● **Task brief**
Reproduce verbatim the portion of the Biff Adam obituary between "Larry Hulst/Michael Ochs" and "innovate playing style.", inclusive.
---- Page excerpt
Home Music Music News

Biff Adam, Drummer in Merle Haggard’s Strangers, Dead at 83

Musician joined Haggard’s backing band in 1970

Merle Haggard's drummer Biff Adam, shown here onstage in 1979, has died at 83.

Larry Hulst/Michael Ochs Archives/Getty Images

Drummer Biff Adam, who was an integral member of Merle Haggard’s legendary backing band for four decades, and also served as the singer’s publicist and bus driver for several years, died Saturday, March 7th, after battling congestive heart failure. Adam’s daughters, Debi Stalder and Connie Ishman, shared the news on the drummer’s Facebook page over the weekend. He was 83.

In addition to backing Haggard on his albums throughout the Seventies and beyond, Adam and his fellow Strangers recorded a string of albums under their band name, with the drummer the namesake of an instrumental track, “Biff Bam Boom.” That song was featured on the 1970 LP Introducing My Friends, the Strangers and spotlighted Adam’s vigorous and innovate playing style.

Born Clair Adam in Reading, Pennsylvania, in April 1936, Adam was sent to the Milton Hershey School, a boy’s orphanage in Hershey, Pennsylvania, after both his parents died. Adam, who played football in high school, got the nickname “Beef” because of his size. After graduating high school in 1954, he joined the Navy, and during that time met future country legends Roger Miller and Bobby Bare at a nightclub in Long Beach, California, sitting in at the club with both singers. While working as a drummer in Long Beach, his fellow musicians urged him to change his nickname and suggested an alternative: “Biff.”

Prior to his work with the Strangers, Adam was the session drummer on the soundtrack for the 1967 animated Disney film The Jungle Book and worked with surf-music band the Ventures, while playing six nights a week with a band called Red Rhodes and the Detours at the Palomino Club in North Hollywood. After meeting Haggard there, he would replace Eddie Burris as the Strangers’ drummer in 1970.

An innovator of the “double shuffle beat” style of drumming, Adam told Fish Creek Radio’s Scott Wikle in 2016, “All the country drummers, they played the shuffle beat with their right hand and played … backbeat with their left hand. I always thought, ‘I wonder how it would sound if I shuffled with both hands?’ So, I did that it and it just sort of fell into a real good groove. A lot of the players from Nashville, when they come by the Palomino, they say, ‘Will you show me that double shuffle?’ ” Willie Nelson’s longtime drummer, Paul English, who died last month, acknowledged his use of Adam’s double-shuffle-beat technique, telling Classic Drummer magazine, “I stole it from him.”
--------
---- Data extracts
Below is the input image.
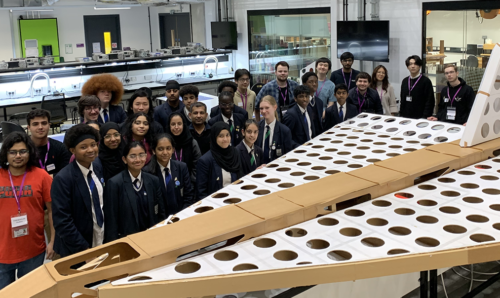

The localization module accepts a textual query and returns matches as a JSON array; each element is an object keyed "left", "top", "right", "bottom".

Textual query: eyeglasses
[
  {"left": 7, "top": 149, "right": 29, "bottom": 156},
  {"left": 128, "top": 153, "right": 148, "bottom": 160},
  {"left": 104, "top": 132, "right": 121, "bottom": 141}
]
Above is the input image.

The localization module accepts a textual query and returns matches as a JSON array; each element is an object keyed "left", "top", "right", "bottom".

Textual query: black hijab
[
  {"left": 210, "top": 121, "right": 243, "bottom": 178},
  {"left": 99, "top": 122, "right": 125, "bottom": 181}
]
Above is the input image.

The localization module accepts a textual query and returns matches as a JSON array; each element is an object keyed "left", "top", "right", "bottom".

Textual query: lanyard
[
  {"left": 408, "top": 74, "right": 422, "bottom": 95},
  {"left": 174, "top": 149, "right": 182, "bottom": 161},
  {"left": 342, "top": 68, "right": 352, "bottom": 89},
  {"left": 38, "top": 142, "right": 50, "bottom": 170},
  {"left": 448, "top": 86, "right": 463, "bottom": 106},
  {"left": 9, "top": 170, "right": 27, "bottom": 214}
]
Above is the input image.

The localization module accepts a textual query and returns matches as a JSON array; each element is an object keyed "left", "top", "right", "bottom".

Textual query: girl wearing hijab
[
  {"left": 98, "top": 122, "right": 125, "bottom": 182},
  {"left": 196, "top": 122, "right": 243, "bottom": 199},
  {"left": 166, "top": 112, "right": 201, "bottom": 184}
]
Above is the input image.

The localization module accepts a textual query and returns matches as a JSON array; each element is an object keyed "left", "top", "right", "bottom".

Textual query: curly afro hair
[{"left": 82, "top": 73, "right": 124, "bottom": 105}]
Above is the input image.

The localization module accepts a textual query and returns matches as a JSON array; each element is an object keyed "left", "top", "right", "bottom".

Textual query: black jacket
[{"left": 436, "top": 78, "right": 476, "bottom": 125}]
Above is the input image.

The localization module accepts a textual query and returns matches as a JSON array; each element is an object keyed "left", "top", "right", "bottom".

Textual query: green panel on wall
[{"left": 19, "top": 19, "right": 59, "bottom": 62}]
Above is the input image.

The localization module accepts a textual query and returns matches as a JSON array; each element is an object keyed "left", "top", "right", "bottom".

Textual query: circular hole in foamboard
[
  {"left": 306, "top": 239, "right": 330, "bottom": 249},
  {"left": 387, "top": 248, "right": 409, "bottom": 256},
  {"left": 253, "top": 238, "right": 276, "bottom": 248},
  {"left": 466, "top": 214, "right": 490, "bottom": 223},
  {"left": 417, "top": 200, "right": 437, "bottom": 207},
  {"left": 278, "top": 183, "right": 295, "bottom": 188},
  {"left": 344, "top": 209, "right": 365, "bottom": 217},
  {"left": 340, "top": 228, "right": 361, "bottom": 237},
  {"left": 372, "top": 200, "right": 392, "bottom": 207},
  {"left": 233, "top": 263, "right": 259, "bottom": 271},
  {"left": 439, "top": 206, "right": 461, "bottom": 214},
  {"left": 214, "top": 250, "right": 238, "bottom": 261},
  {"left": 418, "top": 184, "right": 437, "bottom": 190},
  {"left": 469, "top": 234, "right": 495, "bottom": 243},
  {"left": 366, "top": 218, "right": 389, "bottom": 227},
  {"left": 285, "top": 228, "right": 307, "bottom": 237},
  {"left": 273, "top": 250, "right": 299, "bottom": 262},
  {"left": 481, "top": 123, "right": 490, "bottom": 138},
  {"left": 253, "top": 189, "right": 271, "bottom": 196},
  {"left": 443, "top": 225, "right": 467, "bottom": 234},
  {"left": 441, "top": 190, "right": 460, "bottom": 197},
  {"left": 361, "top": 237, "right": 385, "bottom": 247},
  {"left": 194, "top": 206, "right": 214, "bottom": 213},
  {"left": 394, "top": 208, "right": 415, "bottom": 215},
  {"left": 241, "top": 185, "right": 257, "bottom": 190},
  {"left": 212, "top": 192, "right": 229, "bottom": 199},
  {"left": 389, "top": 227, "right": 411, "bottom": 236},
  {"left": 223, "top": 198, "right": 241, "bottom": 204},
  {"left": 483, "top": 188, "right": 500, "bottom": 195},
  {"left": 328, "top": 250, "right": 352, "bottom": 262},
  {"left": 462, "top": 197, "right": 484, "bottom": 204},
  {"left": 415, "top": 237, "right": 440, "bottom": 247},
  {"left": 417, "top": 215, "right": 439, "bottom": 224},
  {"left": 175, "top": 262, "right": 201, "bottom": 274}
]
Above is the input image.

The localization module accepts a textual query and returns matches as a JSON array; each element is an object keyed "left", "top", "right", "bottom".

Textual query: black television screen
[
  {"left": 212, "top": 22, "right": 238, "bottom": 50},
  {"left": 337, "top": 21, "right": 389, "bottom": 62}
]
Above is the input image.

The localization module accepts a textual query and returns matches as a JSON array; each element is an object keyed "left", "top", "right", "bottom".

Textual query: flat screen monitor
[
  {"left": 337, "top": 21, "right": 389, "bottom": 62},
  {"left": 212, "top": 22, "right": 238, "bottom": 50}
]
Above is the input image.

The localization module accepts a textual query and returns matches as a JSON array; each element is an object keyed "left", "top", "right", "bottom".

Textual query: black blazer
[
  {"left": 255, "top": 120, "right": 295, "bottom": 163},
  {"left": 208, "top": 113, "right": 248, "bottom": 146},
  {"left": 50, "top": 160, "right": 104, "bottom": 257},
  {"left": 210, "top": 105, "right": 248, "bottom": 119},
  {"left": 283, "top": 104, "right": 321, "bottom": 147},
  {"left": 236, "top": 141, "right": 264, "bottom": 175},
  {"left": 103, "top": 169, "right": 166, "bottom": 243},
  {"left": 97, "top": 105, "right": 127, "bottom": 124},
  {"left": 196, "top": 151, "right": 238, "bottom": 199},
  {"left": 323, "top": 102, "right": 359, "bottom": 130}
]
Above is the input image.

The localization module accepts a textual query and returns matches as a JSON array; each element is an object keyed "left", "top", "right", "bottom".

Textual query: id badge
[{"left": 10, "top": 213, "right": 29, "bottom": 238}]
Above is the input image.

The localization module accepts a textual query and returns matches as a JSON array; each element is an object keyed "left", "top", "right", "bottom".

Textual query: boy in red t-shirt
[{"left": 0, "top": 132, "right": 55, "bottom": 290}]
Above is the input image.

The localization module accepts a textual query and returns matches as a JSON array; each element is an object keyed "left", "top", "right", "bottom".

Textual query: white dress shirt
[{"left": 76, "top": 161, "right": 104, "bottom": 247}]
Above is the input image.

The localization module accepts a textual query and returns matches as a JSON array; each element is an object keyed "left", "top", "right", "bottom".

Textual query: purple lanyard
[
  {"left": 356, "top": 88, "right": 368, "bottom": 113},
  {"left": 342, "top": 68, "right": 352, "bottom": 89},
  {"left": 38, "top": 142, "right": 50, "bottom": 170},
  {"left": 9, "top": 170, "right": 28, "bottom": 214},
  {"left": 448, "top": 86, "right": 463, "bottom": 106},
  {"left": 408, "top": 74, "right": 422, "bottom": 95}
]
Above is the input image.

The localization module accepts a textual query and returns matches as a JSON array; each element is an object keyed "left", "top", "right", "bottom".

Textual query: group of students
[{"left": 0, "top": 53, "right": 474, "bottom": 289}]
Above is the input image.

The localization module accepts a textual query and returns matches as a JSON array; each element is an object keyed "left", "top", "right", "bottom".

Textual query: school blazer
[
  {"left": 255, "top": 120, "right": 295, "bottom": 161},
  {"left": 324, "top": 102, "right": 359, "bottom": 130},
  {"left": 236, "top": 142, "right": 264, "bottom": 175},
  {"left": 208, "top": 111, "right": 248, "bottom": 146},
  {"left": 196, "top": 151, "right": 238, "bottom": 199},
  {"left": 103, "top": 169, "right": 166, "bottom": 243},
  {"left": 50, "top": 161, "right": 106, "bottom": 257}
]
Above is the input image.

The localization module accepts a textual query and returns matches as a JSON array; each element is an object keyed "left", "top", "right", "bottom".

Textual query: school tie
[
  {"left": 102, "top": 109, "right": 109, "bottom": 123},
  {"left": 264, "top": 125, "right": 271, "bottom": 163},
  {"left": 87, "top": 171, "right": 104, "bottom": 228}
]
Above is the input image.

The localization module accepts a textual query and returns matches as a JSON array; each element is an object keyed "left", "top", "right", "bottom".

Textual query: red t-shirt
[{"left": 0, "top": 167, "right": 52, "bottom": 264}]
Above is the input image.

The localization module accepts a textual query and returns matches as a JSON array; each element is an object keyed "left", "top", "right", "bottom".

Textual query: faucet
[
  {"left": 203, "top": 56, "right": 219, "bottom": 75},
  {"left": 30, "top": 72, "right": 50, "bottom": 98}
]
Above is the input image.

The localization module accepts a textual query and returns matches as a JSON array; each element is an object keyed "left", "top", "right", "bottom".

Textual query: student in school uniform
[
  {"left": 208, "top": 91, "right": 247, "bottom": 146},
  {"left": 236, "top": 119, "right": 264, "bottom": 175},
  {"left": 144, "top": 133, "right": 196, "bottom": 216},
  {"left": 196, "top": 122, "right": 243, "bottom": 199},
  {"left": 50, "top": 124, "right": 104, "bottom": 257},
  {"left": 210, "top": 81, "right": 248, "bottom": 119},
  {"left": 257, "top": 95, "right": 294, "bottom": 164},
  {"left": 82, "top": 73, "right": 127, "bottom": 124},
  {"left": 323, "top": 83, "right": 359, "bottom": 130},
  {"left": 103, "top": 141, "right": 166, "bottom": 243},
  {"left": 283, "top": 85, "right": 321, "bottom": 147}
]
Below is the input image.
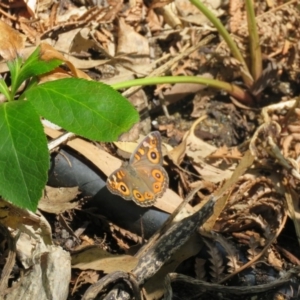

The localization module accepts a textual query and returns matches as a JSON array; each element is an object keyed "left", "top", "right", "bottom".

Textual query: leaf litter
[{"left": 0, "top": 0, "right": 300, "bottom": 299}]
--------
---- Data extracts
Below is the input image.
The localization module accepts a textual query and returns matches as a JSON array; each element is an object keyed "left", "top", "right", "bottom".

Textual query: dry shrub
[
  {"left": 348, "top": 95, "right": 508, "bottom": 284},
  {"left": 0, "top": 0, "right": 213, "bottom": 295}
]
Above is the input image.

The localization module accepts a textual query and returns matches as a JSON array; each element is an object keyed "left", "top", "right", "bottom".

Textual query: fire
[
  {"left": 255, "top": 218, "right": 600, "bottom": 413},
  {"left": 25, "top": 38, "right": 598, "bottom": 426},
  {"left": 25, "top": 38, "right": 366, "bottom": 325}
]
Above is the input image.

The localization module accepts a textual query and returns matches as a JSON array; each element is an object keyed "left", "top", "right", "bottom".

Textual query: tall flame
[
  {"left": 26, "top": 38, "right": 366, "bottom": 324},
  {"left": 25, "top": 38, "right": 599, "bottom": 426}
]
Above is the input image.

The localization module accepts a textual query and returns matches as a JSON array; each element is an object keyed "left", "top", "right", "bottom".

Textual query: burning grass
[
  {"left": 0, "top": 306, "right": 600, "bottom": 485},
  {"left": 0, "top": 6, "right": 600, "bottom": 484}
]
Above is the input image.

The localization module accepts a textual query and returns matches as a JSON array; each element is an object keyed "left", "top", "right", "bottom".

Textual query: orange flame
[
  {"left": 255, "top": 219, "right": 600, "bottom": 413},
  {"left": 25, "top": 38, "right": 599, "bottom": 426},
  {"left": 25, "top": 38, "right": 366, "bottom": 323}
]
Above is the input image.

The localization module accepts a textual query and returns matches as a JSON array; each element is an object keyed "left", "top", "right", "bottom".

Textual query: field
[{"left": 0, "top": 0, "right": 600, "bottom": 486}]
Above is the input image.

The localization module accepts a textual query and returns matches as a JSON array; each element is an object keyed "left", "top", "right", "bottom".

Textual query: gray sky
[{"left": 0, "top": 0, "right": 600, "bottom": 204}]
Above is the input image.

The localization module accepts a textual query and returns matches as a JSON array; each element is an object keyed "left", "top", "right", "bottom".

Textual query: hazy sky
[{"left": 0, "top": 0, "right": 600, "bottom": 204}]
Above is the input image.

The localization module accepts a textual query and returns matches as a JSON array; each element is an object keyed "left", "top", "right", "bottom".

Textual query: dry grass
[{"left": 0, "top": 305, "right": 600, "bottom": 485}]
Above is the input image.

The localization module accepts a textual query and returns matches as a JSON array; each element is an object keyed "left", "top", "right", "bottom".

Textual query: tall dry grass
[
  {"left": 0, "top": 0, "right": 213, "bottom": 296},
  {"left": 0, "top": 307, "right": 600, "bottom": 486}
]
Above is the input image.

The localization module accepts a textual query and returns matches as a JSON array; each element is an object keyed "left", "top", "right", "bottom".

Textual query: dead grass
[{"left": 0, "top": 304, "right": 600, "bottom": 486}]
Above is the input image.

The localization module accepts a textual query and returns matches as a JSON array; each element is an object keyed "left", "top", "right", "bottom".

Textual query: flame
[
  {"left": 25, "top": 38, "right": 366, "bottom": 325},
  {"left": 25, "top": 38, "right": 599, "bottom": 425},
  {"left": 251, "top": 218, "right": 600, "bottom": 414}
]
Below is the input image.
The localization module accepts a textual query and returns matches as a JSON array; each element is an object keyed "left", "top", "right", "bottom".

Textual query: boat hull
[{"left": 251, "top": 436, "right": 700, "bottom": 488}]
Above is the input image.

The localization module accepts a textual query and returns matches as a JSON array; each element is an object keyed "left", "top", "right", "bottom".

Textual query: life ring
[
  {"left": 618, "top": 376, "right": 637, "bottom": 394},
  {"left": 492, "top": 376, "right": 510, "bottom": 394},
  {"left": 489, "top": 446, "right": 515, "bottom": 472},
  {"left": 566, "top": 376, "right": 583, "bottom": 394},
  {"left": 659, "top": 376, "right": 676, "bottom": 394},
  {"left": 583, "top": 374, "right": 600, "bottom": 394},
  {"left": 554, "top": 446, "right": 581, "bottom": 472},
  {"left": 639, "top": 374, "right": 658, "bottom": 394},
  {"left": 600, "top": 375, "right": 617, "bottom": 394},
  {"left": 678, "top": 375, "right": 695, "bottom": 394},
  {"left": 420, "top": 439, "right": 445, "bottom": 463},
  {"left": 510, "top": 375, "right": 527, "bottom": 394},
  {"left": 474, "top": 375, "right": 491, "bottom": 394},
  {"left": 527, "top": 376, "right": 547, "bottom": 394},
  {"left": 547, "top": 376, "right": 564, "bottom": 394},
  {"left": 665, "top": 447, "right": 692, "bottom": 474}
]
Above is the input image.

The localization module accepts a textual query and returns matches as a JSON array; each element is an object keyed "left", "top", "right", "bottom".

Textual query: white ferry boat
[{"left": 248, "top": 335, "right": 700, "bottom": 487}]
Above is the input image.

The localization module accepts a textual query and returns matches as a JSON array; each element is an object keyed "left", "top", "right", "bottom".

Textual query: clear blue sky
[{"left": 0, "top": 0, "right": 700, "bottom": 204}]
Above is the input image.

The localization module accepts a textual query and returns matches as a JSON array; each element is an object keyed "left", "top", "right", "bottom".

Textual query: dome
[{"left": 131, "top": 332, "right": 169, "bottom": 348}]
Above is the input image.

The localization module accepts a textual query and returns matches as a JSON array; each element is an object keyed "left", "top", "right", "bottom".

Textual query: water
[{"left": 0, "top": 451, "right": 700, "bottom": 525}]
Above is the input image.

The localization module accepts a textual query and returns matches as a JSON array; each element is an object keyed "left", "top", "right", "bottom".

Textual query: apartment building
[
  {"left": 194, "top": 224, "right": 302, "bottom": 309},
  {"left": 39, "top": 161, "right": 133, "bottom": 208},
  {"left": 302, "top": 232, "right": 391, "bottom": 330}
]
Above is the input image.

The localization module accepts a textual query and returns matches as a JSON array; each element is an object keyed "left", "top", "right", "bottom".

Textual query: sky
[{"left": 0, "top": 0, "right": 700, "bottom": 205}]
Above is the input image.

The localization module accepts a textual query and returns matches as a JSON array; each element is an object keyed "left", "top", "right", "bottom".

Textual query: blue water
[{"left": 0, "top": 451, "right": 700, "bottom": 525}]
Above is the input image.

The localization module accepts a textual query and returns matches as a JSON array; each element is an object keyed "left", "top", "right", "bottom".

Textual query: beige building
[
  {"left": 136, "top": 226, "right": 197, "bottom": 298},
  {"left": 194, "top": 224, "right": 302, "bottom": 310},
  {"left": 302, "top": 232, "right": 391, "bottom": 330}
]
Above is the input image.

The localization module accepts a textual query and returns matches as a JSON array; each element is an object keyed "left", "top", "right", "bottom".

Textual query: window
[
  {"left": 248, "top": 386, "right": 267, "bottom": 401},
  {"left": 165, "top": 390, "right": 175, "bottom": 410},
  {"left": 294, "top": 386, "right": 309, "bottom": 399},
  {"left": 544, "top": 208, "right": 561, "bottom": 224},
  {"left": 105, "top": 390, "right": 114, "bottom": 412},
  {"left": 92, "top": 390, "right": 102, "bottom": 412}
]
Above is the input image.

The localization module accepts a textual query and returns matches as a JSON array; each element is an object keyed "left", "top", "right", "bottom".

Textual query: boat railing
--------
● **Finished exercise**
Larry Hulst/Michael Ochs Archives/Getty Images

Drummer Biff Adam, who was an integral member of Merle Haggard’s legendary backing band for four decades, and also served as the singer’s publicist and bus driver for several years, died Saturday, March 7th, after battling congestive heart failure. Adam’s daughters, Debi Stalder and Connie Ishman, shared the news on the drummer’s Facebook page over the weekend. He was 83.

In addition to backing Haggard on his albums throughout the Seventies and beyond, Adam and his fellow Strangers recorded a string of albums under their band name, with the drummer the namesake of an instrumental track, “Biff Bam Boom.” That song was featured on the 1970 LP Introducing My Friends, the Strangers and spotlighted Adam’s vigorous and innovate playing style.